YOUR GOAL | Pull out every line of the material that contains the string "negative", and copy each one in full. Letter case counts.

[Saved entries]

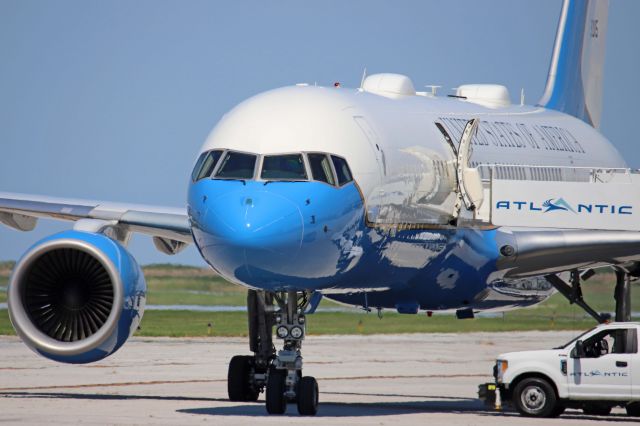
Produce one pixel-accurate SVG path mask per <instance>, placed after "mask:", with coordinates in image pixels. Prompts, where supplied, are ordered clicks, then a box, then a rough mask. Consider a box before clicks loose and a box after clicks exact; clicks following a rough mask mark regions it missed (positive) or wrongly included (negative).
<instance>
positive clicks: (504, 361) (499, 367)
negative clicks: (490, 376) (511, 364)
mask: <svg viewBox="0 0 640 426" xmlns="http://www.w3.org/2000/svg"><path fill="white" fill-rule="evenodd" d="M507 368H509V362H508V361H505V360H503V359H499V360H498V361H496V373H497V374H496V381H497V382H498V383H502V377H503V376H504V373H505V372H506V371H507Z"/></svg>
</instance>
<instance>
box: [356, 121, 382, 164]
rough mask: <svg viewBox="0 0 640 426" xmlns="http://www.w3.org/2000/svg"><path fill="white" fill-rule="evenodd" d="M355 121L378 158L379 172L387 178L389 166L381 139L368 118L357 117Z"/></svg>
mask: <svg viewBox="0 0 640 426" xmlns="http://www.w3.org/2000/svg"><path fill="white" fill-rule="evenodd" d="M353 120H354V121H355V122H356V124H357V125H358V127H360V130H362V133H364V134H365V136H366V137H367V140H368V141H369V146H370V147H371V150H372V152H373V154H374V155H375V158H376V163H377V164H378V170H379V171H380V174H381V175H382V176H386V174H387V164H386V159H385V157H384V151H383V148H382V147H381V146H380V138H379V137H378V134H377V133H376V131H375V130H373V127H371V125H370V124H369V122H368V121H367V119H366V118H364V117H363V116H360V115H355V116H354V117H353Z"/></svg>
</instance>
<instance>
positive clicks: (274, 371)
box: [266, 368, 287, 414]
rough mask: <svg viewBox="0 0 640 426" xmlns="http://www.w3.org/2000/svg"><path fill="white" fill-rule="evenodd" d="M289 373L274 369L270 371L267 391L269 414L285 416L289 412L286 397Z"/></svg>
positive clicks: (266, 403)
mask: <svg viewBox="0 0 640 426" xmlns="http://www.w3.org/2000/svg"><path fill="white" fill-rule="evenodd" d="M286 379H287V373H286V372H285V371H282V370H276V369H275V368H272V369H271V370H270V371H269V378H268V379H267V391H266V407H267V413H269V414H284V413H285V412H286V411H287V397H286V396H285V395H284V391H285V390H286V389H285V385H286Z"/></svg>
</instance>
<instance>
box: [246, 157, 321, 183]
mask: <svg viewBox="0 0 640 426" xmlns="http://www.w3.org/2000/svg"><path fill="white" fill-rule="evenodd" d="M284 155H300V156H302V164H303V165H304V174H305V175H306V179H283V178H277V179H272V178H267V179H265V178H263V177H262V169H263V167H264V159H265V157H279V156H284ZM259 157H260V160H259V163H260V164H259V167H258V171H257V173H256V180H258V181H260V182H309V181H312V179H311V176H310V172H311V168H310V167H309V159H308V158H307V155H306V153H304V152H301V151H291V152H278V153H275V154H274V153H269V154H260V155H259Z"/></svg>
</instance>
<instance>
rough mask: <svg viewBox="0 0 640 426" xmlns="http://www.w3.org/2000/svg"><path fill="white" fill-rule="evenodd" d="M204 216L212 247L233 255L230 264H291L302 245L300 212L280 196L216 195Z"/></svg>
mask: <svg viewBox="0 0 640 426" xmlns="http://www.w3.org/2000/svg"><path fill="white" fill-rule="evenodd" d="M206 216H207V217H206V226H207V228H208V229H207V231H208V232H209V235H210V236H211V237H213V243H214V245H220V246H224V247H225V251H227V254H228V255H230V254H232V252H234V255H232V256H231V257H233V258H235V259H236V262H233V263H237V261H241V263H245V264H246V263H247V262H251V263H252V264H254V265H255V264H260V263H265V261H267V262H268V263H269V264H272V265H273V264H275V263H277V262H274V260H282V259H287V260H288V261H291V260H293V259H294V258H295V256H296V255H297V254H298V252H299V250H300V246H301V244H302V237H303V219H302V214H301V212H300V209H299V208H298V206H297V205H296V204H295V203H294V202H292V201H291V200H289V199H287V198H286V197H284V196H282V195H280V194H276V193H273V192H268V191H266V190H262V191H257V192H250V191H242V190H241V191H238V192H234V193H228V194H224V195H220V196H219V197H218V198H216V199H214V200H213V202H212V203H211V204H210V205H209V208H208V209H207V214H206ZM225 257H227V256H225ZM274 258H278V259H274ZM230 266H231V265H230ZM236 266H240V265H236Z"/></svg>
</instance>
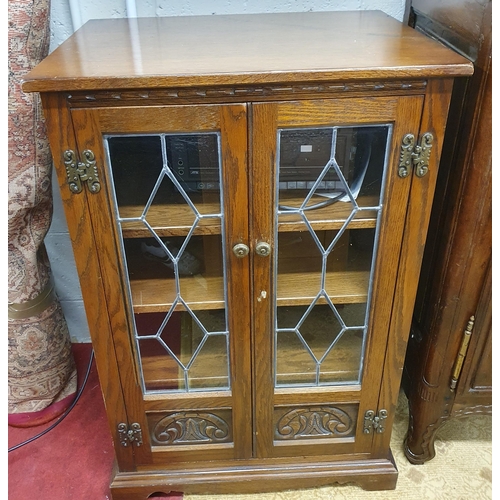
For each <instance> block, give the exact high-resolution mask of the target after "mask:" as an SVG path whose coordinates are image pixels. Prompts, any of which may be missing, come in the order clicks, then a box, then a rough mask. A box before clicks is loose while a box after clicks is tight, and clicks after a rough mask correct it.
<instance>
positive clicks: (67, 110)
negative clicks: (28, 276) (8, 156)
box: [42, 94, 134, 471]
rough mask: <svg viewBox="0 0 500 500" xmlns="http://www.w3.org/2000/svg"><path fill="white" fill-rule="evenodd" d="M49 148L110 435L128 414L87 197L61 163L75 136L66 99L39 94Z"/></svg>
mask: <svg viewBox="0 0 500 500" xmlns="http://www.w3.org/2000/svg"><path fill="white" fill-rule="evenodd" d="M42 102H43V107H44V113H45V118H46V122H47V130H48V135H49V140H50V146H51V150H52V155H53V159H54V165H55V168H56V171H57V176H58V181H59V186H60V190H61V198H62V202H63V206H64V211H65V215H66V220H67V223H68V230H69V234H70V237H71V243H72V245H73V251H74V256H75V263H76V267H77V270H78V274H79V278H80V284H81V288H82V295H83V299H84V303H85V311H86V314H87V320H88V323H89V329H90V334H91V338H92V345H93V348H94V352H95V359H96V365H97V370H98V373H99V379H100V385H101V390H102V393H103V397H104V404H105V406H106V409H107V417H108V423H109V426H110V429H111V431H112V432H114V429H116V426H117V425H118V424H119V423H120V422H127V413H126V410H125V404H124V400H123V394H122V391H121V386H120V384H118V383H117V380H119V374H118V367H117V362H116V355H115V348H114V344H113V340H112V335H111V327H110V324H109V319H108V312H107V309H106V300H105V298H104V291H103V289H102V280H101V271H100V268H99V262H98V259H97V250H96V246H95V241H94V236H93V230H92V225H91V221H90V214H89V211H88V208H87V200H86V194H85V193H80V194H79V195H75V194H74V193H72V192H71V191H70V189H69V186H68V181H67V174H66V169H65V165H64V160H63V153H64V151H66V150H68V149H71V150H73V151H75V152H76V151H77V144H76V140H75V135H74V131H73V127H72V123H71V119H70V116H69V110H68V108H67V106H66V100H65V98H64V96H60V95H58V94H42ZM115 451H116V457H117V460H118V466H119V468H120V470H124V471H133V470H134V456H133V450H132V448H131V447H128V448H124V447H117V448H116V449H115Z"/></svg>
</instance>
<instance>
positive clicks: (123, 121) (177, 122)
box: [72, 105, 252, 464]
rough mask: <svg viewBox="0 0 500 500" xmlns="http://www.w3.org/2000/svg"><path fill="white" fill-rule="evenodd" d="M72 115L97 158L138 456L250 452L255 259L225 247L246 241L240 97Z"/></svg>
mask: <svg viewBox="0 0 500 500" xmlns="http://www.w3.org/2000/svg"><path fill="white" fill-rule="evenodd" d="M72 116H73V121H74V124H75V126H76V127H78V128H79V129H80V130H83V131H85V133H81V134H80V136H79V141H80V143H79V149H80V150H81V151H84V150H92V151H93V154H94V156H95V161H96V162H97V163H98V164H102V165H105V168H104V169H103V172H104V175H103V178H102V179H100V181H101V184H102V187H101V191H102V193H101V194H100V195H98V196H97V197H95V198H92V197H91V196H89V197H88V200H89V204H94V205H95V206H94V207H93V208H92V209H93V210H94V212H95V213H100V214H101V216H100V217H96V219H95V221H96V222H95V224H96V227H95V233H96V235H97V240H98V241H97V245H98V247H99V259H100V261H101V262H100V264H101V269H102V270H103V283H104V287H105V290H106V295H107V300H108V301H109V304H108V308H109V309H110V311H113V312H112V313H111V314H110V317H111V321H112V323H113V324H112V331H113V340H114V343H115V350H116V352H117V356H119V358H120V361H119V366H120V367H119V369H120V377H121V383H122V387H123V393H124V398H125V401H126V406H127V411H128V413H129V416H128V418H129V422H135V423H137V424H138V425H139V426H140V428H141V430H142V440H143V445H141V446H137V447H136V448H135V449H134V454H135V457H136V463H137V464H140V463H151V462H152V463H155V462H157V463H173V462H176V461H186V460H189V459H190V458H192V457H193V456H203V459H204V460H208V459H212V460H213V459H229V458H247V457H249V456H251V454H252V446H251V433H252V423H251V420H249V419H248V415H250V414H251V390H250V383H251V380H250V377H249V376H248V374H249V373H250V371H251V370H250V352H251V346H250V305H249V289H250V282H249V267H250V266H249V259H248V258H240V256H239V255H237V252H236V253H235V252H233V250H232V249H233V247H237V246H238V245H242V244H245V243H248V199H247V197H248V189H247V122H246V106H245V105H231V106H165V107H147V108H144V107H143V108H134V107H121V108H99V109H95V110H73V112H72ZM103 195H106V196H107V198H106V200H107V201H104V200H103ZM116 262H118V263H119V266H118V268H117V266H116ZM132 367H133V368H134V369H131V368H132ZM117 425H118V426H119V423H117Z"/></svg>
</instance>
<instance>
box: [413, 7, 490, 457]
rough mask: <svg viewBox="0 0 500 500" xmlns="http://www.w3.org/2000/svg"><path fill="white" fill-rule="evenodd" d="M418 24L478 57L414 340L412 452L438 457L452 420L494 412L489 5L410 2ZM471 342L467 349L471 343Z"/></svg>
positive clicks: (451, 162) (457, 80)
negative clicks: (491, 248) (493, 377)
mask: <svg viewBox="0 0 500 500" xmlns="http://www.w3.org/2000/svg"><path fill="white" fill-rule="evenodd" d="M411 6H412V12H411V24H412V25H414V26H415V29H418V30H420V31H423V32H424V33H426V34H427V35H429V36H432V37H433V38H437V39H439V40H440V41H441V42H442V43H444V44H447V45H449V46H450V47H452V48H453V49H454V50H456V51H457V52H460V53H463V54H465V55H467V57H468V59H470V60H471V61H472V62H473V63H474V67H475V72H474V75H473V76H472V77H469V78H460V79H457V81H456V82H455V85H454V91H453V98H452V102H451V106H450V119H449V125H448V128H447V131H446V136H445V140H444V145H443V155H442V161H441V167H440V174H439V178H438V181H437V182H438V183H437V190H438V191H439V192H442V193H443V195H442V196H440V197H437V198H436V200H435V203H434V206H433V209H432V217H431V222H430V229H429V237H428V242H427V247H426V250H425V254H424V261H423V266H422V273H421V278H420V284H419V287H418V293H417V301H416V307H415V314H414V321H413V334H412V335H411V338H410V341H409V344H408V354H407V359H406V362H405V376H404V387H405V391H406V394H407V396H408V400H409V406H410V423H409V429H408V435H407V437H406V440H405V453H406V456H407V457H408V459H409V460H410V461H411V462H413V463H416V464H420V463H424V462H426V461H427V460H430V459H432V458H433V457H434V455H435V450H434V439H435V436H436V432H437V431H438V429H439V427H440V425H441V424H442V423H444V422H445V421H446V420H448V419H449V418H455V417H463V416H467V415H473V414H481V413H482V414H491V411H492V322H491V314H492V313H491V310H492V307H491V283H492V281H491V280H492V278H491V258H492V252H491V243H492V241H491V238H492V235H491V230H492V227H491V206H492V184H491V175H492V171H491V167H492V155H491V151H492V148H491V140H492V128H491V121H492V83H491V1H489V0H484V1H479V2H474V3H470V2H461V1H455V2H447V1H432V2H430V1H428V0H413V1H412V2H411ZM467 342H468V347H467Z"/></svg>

REPLY |
Produce one pixel-accurate SVG path mask per <instance>, placed after "mask:", with coordinates in image pixels. Prompts, where supplied, are ordered clicks, then a box, then a rough mask. Consider a box before clicks loose and a box after clicks exact; clicks following a rough mask mark regions it missed (positive) or wrongly included (negative).
negative clicks: (490, 376) (511, 364)
negative clicks: (28, 276) (8, 156)
negative clicks: (491, 248) (493, 377)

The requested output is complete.